_WORK TO BE COMPLETED_
Reproduce the listing verbatim.

_STORED DATA_
......

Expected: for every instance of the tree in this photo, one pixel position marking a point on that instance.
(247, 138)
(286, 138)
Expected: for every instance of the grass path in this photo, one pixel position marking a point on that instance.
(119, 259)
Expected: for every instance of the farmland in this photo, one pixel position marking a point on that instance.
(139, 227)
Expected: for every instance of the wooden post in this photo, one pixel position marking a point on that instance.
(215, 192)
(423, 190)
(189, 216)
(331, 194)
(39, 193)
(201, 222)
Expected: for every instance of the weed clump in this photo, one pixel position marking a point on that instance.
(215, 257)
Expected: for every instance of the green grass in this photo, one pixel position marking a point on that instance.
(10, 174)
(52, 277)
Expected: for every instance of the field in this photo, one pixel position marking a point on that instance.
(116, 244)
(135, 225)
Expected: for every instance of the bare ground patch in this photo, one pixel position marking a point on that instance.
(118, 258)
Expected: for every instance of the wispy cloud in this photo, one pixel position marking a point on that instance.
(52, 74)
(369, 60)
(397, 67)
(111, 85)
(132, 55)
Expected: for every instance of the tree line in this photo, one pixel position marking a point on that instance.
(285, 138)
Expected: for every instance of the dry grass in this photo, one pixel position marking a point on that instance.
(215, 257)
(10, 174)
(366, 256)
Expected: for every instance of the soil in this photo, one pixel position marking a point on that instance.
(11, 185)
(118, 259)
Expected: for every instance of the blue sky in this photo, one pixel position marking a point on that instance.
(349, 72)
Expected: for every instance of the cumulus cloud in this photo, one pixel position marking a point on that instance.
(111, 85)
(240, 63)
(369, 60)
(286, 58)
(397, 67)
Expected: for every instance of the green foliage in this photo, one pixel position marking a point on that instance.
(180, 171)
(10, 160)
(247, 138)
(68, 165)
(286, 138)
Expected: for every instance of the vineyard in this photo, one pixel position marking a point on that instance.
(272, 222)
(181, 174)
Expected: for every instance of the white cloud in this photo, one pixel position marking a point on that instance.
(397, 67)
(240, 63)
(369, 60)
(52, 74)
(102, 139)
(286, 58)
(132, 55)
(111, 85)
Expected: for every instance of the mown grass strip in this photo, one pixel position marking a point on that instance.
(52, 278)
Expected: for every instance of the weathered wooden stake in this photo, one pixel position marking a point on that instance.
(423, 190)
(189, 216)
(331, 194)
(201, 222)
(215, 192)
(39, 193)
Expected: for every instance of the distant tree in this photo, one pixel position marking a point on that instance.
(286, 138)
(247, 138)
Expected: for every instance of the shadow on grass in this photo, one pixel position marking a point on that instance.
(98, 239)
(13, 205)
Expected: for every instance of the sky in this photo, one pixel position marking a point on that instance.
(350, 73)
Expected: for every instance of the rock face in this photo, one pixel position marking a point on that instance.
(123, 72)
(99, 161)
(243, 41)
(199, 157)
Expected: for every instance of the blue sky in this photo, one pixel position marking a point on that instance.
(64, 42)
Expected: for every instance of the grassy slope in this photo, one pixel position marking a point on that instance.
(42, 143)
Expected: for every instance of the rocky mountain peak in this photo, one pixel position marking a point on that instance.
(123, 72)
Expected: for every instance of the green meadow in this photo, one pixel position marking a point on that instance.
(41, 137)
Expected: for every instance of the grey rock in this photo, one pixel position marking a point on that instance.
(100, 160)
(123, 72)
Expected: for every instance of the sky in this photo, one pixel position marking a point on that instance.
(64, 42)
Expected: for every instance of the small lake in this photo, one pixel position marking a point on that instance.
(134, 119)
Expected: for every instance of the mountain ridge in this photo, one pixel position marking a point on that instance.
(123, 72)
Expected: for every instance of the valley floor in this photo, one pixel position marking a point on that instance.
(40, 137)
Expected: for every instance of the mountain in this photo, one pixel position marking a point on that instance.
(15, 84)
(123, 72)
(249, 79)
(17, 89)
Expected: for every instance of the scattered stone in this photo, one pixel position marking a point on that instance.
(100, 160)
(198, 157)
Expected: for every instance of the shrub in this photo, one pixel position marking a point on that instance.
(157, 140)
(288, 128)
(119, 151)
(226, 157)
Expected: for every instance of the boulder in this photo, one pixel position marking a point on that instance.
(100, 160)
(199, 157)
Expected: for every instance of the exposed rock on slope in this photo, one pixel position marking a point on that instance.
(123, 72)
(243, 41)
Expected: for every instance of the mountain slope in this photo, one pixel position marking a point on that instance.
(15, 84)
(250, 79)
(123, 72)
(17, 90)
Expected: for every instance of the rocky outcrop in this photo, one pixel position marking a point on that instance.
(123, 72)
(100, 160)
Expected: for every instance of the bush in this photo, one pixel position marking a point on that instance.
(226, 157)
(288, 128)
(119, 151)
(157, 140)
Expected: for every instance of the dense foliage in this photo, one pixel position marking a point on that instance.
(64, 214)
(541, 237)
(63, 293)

......

_OUTPUT_
Expected: for every instance of the tree in this photo, one pixel position marking a point on that instance.
(247, 138)
(286, 138)
Expected: for every instance of the grass path in this photo, one pixel position marking a point on that instance.
(119, 259)
Expected: for every instance of the farmland in this photo, one pixel position marking a point on that instance.
(139, 227)
Expected: for every instance of the wooden post in this photo, one pixel position marking a point on that instance.
(215, 192)
(423, 190)
(189, 216)
(331, 194)
(39, 193)
(201, 222)
Expected: for every instance of the weed clump in this photo, one pixel position marking a point on that instance.
(215, 257)
Expected: for every instance of the green grass in this photo, one pixel position marking a point on that instance.
(10, 174)
(52, 277)
Expected: for every instance of the field in this photo, one pixel position marking a point on that instance.
(116, 244)
(135, 225)
Expected: for every instance of the bare ground patch in this photo, one pixel position marking a point on that instance.
(118, 258)
Expected: for every instance of the wispy cloud in this photo, one pixel position marking a point on that instance.
(52, 74)
(369, 60)
(397, 67)
(111, 85)
(132, 55)
Expected: for every instance of the tree line in this photo, one pixel position marking a point on that instance.
(285, 138)
Expected: for every instance of the dry grass in this photo, one pixel position marking a point on that instance.
(215, 257)
(10, 174)
(366, 256)
Expected: for every instance of the soil in this photo, one pixel position marking a point on that instance.
(11, 185)
(118, 259)
Expected: for every instance of the blue sky in this photo, one pixel position marking a point on that instance.
(349, 72)
Expected: for every instance of the cumulus cloud in this photo, one pixel position marking a point on that instance.
(111, 85)
(240, 63)
(369, 60)
(286, 58)
(397, 67)
Expected: for every instance of the green foliage in this photo, one pixel position marking a point on that instance.
(180, 171)
(10, 160)
(247, 138)
(68, 165)
(286, 138)
Expected: for every instance of the vineyard in this photo, one pixel position marking a point on that instance.
(272, 222)
(181, 174)
Expected: for every instance of the white cloud in this photo, one pixel position marking a point on that instance.
(397, 67)
(240, 63)
(369, 60)
(52, 74)
(102, 139)
(286, 58)
(132, 55)
(111, 85)
Expected: for every instance of the mown grass strip in this photo, one pixel position marking a point on that instance.
(52, 278)
Expected: for every instance of the weathered wooden stake in this photo, one pixel position marking a point on that instance.
(423, 190)
(189, 216)
(331, 194)
(201, 222)
(215, 192)
(39, 193)
Expected: for every instance of the distant tree in this photo, one pixel position marking a point on that instance.
(286, 138)
(247, 138)
Expected: for every instance of the shadow on grass in this photo, one pixel position marking a point on that instance.
(98, 239)
(13, 205)
Expected: for every instance of the sky in this photo, one pixel position marking a point on that instance.
(350, 73)
Expected: for every instance of the rock face in this photo, one pixel position marking a point on that instance.
(123, 72)
(99, 161)
(243, 41)
(199, 157)
Expected: for every instance of the blue sky in this photo, one pixel position marking a point on that instance.
(64, 42)
Expected: for every instance of the grassy slope in this photo, one pixel position marking a point on that instance.
(42, 143)
Expected: for every instance of the rocky mountain peak in this photo, one pixel position marking a point on that instance.
(123, 72)
Expected: for every instance of the green meadow in this photo, one pixel position marking a point on that instance.
(41, 137)
Expected: for every instance of the grey rock in this photo, one pixel position marking a point on that instance.
(100, 160)
(123, 72)
Expected: for every instance of the sky in this photo, one pixel position marking a point on that instance.
(64, 42)
Expected: for every instance of the small lake in this photo, one pixel position marking a point on that instance.
(134, 119)
Expected: for every instance of the mountain ridge in this photo, one pixel position marking a point on that instance.
(123, 72)
Expected: for every instance of the valley floor in this photo, one pixel position marking a point on that instance.
(40, 137)
Expected: for every instance of the mountain in this photo, one pixel position marking a point on that instance.
(15, 84)
(123, 72)
(249, 79)
(17, 89)
Expected: for every instance of the scattered stone in this photo, one pixel position marking a point on that instance.
(100, 160)
(198, 157)
Expected: for every instance of the shrub in this photo, one pixel position marking a point on that instance.
(157, 140)
(288, 128)
(119, 151)
(226, 157)
Expected: for every instance of the boulder in this photo, one pixel position marking a point on that instance.
(100, 160)
(199, 157)
Expected: for every instance of the exposed rock on slope in this photo, one pixel position marking a point on that instance.
(123, 72)
(243, 41)
Expected: for every instance of the mountain slope in this photo, one pixel position marking a point on that instance.
(15, 84)
(250, 79)
(123, 72)
(17, 90)
Expected: for every instance of the rocky outcrop in this photo, one pixel position marking a point on that instance.
(123, 72)
(100, 160)
Expected: for every instance of the bush in this photo, one pixel position marking a point on that instance.
(226, 157)
(288, 128)
(119, 151)
(157, 140)
Expected: for every instance of the dense foliage in this photo, one pixel position marking a point on that instance.
(64, 214)
(541, 237)
(63, 293)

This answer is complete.